#### [Given instruction A]
Set down, without any change, the entries running from the line that contains "Task: identify the distant" through the final line of the entries, inclusive.

#### [Reading text]
—————

Performance evaluation of forced convection desiccant bed solar dryer integrated with sensible heat storage material

Pramod V. Walke, Pranav C. Phadke, Kishor S. Rambhad
Volume 5: Issue 2, June 2018, pp 24-35

Author's Information
Kishor S. Rambhad3 
Corresponding Author
3Assistant Professor, Department of Mechanical Engineering, G. H. Raisoni College of Engineering, Nagpur, India.
kishorsrambhad@gmail.com

 Pramod V. Walke1
1Professor, Department of Mechanical Engineering, G. H. Raisoni College of Engineering, Nagpur, India


 Pranav C. Phadke2
2Energy Unit, Centre for Science and Environment, New Delhi, India.

Research Article -- Peer Reviewed
Published online – 30 June 2018

Open Access article under Creative Commons License

Cite this article – Pramod V. Walke, Pranav C. Phadke, Kishor S. Rambhad, “Performance evaluation of forced convection desiccant bed solar dryer integrated with sensible heat storage materials”, International Journal of Analytical, Experimental and Finite Element Analysis, RAME Publishers, vol. 5, issue 2, pp. 24-35, June 2018.

—————

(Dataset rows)
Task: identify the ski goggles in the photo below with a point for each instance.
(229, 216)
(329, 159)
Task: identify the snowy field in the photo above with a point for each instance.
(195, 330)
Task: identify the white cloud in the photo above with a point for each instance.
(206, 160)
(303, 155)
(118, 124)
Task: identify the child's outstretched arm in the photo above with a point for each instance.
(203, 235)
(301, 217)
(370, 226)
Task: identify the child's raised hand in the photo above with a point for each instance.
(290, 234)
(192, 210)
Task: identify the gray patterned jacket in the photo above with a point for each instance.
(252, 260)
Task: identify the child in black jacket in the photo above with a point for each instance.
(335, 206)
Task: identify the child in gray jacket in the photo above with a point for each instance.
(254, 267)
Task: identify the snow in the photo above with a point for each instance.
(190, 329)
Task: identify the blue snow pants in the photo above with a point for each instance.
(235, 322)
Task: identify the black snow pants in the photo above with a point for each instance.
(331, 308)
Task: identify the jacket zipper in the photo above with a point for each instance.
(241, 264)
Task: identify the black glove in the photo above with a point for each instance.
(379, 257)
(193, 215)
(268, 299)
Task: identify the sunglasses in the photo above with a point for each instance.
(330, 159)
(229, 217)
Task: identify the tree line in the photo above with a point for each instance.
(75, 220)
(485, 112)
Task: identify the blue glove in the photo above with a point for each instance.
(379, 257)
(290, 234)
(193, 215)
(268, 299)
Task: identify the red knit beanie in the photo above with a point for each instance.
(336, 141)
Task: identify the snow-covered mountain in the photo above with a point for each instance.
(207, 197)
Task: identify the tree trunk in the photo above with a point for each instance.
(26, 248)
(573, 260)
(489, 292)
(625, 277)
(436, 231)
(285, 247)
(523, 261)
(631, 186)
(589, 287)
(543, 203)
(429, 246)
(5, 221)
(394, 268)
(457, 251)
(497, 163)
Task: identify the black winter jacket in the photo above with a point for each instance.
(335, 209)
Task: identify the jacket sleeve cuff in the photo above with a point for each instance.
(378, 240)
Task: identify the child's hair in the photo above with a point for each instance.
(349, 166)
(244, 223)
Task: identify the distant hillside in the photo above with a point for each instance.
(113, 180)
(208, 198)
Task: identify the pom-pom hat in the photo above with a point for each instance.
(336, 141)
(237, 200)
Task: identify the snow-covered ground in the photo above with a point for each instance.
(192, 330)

—————

#### [Given instruction B]
From the solar dryer article, give the passage between "Author's Information" and "Engineering, Nagpur, India.", inclusive, switching "Corresponding Author" to "Lead Author".

#### [Worked solution A]
Task: identify the distant hillside in the photo above with a point for each instance.
(113, 180)
(208, 198)
Task: identify the pom-pom hat in the photo above with a point for each instance.
(336, 141)
(237, 200)
Task: identify the snow-covered ground in the photo above with a point for each instance.
(192, 330)

#### [Worked solution B]
Author's Information
Kishor S. Rambhad3 
Lead Author
3Assistant Professor, Department of Mechanical Engineering, G. H. Raisoni College of Engineering, Nagpur, India.